What the exercise asks :: Give back the material below line for line without changing anything, but leave out the pictures.

Entries supplied ::
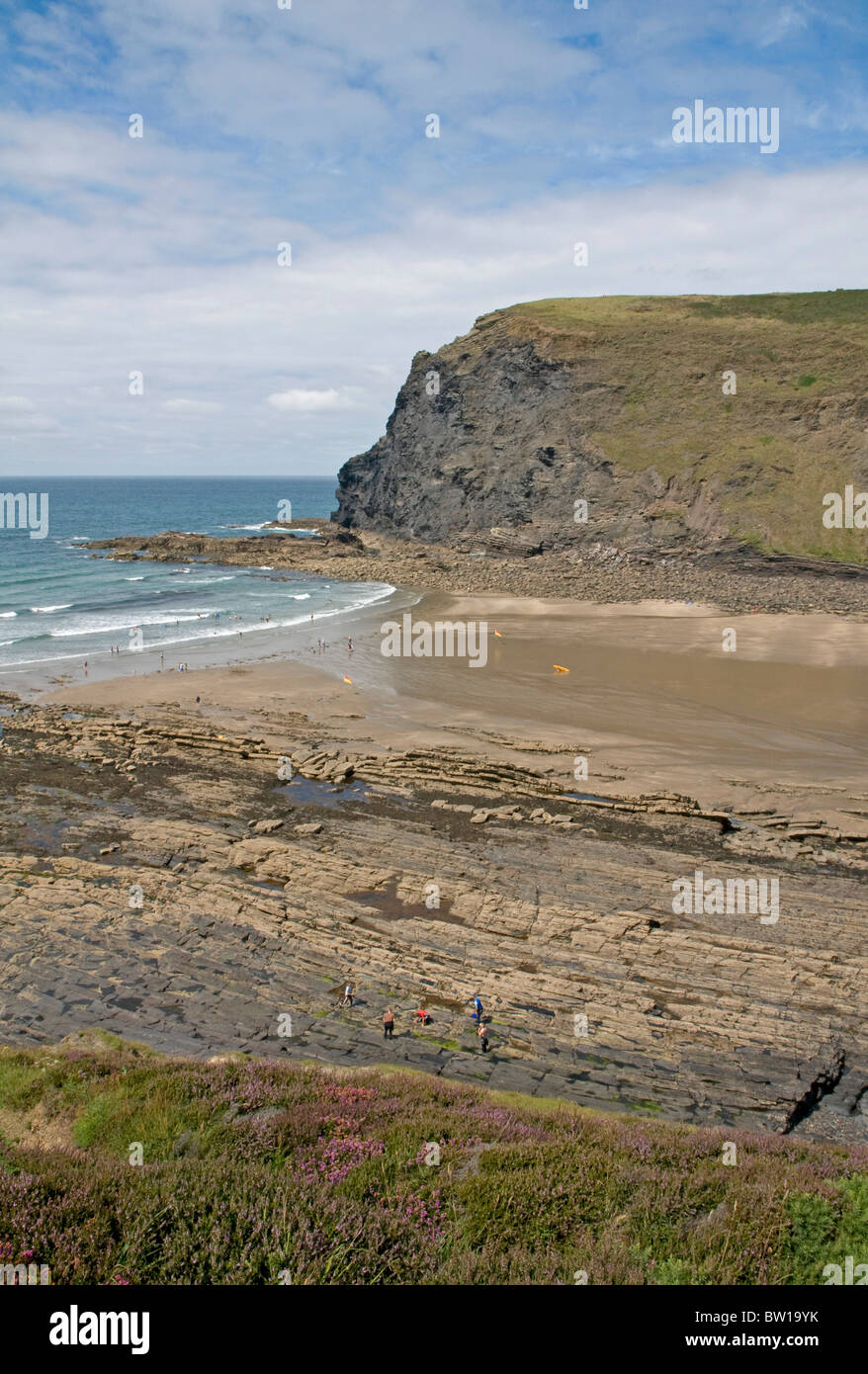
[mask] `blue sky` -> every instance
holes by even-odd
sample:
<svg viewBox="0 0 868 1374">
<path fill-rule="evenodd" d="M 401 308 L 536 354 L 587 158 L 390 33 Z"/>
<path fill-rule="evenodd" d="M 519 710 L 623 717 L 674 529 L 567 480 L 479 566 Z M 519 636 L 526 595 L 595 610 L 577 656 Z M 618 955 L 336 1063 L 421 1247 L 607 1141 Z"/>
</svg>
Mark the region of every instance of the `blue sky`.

Task response ::
[mask] `blue sky` -> every instance
holes by even-odd
sample:
<svg viewBox="0 0 868 1374">
<path fill-rule="evenodd" d="M 401 308 L 536 354 L 587 158 L 390 33 Z"/>
<path fill-rule="evenodd" d="M 519 710 L 623 717 L 674 529 L 567 480 L 479 566 Z M 519 636 L 526 595 L 595 610 L 577 656 Z M 618 955 L 336 1063 L 421 1247 L 607 1141 Z"/>
</svg>
Mark the region of every instance of the `blue sky`.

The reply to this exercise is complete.